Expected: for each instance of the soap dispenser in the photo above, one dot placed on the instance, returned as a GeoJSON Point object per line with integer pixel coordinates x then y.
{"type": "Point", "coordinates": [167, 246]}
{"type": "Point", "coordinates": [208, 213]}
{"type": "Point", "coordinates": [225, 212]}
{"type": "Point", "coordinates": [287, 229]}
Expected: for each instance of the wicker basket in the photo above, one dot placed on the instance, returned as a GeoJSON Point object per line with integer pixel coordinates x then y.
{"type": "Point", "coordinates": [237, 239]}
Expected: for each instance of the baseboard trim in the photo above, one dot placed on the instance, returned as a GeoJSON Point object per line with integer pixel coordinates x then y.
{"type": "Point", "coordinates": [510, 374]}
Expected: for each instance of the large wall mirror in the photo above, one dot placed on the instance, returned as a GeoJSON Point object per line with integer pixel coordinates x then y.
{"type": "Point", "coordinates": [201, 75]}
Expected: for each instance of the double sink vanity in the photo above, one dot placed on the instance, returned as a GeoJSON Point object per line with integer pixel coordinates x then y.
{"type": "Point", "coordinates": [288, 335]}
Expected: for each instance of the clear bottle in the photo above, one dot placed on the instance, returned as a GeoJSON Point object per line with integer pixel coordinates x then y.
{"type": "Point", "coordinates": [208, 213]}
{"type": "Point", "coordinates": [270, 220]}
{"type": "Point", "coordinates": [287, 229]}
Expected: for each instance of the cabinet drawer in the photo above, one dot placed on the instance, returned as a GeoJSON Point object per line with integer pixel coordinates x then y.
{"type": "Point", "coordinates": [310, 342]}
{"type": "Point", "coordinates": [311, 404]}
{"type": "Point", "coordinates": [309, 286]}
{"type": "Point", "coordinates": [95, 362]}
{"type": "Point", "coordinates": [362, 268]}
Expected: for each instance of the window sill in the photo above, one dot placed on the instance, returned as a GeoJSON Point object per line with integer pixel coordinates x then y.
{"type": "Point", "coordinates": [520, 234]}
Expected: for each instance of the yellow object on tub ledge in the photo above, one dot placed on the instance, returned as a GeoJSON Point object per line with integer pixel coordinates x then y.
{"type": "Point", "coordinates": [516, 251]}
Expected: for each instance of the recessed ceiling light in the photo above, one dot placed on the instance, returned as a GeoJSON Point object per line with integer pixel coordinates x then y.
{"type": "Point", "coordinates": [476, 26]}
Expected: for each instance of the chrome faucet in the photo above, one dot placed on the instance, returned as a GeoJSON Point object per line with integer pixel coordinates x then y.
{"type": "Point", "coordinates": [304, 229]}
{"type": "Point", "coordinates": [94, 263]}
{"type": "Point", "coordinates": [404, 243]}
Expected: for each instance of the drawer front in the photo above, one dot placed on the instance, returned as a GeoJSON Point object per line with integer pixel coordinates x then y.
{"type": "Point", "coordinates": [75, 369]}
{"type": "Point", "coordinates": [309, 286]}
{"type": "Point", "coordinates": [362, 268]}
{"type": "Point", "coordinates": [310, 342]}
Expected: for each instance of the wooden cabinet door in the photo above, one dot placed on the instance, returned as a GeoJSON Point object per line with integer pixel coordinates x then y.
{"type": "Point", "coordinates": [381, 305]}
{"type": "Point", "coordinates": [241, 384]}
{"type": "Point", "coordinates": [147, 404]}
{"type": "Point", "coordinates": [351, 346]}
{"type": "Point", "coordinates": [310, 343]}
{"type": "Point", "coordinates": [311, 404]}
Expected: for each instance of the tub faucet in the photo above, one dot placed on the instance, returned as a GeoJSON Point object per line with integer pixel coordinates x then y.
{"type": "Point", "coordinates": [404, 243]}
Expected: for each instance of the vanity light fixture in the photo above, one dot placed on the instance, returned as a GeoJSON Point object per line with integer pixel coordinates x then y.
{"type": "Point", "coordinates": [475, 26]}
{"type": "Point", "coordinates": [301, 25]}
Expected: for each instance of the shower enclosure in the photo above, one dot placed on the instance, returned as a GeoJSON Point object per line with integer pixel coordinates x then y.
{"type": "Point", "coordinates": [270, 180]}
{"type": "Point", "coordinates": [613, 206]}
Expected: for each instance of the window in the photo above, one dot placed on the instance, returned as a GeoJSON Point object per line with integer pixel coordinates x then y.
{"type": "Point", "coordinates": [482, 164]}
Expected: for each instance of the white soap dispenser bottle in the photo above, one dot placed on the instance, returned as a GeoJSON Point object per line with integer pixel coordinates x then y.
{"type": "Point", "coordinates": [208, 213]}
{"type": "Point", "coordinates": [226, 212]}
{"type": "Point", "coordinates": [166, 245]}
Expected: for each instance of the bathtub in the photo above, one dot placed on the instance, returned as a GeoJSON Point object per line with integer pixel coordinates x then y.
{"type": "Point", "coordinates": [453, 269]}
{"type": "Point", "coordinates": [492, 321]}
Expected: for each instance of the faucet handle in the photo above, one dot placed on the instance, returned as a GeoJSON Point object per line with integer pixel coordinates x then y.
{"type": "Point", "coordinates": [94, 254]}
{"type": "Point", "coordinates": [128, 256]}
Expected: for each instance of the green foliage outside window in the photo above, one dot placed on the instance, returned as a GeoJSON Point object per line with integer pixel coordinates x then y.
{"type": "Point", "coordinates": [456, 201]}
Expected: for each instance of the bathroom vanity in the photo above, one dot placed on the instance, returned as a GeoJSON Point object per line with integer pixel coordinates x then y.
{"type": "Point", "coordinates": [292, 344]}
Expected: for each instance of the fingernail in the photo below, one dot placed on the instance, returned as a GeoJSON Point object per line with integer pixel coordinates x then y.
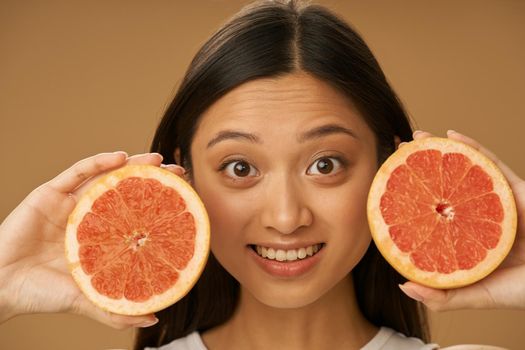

***

» ACTIVITY: Please restate all of the listing above word for word, with no pictures.

» WORKED SOLUTION:
Expected: for each instance of the soap dispenser in the photo above, one dot placed on the instance, returned as a GeoJSON Point object per line with integer pixel coordinates x then y.
{"type": "Point", "coordinates": [167, 246]}
{"type": "Point", "coordinates": [208, 213]}
{"type": "Point", "coordinates": [225, 212]}
{"type": "Point", "coordinates": [287, 229]}
Expected: for each instance of the wicker basket in the photo above, one dot placed on the instance, returned as a GeoJSON Point object per line with integer pixel coordinates x then y.
{"type": "Point", "coordinates": [237, 239]}
Expected: for each instance of the baseboard trim in the photo above, one dot placed on the instance, returned as a GeoJSON Point object per line with integer pixel coordinates x then y.
{"type": "Point", "coordinates": [510, 374]}
Expected: for each instance of the large wall mirror in the photo above, one dot placed on the instance, returned as a GeoJSON Point object per line with integer pixel coordinates x then y.
{"type": "Point", "coordinates": [201, 75]}
Expected: for each instance of the double sink vanity in the photo above, one dot placed on the instance, returned as a GeoJSON Point object per line with integer pixel coordinates x then y.
{"type": "Point", "coordinates": [288, 335]}
Expected: for each instance of the clear bottle in the photo above, one dot placed on the instance, returned as a GeoJSON Point object per line with integer pixel coordinates x then y.
{"type": "Point", "coordinates": [208, 213]}
{"type": "Point", "coordinates": [270, 220]}
{"type": "Point", "coordinates": [287, 229]}
Expected: for each instance of the cabinet drawer in the photo above, one dot placed on the instance, returned as a GeoJSON Point object per line with integer pixel coordinates x then y.
{"type": "Point", "coordinates": [310, 342]}
{"type": "Point", "coordinates": [311, 404]}
{"type": "Point", "coordinates": [309, 286]}
{"type": "Point", "coordinates": [95, 362]}
{"type": "Point", "coordinates": [362, 268]}
Expected: for each instance of the window sill in the photo above, one dot placed on the instance, returned as a GeoJSON Point object per line with integer pixel coordinates x then y.
{"type": "Point", "coordinates": [520, 234]}
Expected: for each instance of the yellow object on tub ledge in the photo above, one dot placed on the instance, returned as a GeoJSON Point object per line with integer pixel coordinates x then y.
{"type": "Point", "coordinates": [516, 251]}
Expected: for each instance of the recessed ceiling light in the photo above, one dot placed on the instance, returned as a GeoJSON Point object per line with integer pixel coordinates x then y.
{"type": "Point", "coordinates": [476, 26]}
Expected: for each instance of the chrome faucet in the photo above, one dot placed on the instance, returned as a GeoJSON Point object per line with integer pixel coordinates x then y.
{"type": "Point", "coordinates": [304, 229]}
{"type": "Point", "coordinates": [94, 263]}
{"type": "Point", "coordinates": [404, 243]}
Expected: for each instance of the drawer front in the photo above, one dot placed on the instance, returned as a GeoJSON Point object per line with integer pixel coordinates x then y.
{"type": "Point", "coordinates": [75, 369]}
{"type": "Point", "coordinates": [309, 286]}
{"type": "Point", "coordinates": [362, 268]}
{"type": "Point", "coordinates": [310, 342]}
Expected: for each instance of the wooden cabinet door in the photo above, one dot placed on the instance, returned as a GeoJSON Point object per line with integer pixel coordinates x then y.
{"type": "Point", "coordinates": [381, 305]}
{"type": "Point", "coordinates": [241, 384]}
{"type": "Point", "coordinates": [147, 404]}
{"type": "Point", "coordinates": [351, 346]}
{"type": "Point", "coordinates": [310, 343]}
{"type": "Point", "coordinates": [311, 404]}
Expected: for each instance of the tub faucet in the photo above, one dot placed on the instance, returned as a GeoJSON Point object per line with integer pixel coordinates x then y.
{"type": "Point", "coordinates": [404, 243]}
Expected: for each instance of the vanity light fixture in the photo above, one dot placed on the instance, returned as a GeoJSON Point object per line with integer pixel coordinates x then y.
{"type": "Point", "coordinates": [475, 26]}
{"type": "Point", "coordinates": [301, 25]}
Expected: for each instance of the shower enclosure in the photo above, one dot placed on the instance, returned as a GeoJSON Point object per line with integer pixel coordinates x then y.
{"type": "Point", "coordinates": [270, 180]}
{"type": "Point", "coordinates": [613, 206]}
Expected: for each instance of the window in the photo above, one dot placed on the instance, returned as a GeoJSON Point object per line with integer pixel coordinates x then y.
{"type": "Point", "coordinates": [482, 164]}
Expected: for each instance of the white soap dispenser bottle in the photo above, one dot placed on the instance, returned as a GeoJSON Point object per line with integer pixel coordinates x then y.
{"type": "Point", "coordinates": [208, 213]}
{"type": "Point", "coordinates": [226, 212]}
{"type": "Point", "coordinates": [166, 245]}
Expected: for each instance of the bathtub in the photo above, one dot placed on the instance, returned as a GeoJSON Point object per line with integer pixel coordinates x then y.
{"type": "Point", "coordinates": [453, 269]}
{"type": "Point", "coordinates": [492, 321]}
Expected: for each instance of the faucet handle in the photo above, one dot placed on the instance, returned as a GeoJSON Point object per line with integer pixel coordinates x then y.
{"type": "Point", "coordinates": [94, 254]}
{"type": "Point", "coordinates": [128, 256]}
Expected: for each instance of the green foliage outside window in the photo above, one dot placed on the instance, returned as a GeoJSON Point object per line with integer pixel coordinates x then y.
{"type": "Point", "coordinates": [456, 201]}
Expected: for each instance of the bathroom vanity in the photo above, one dot placed on the instance, returned as a GeoJSON Point object per line with integer pixel coordinates x then y.
{"type": "Point", "coordinates": [292, 344]}
Expected: for each instance of the fingernail in the photo below, one dot placed on the instance, returned as a GeoJSON Point object per line with integer pixel coordinates x then y.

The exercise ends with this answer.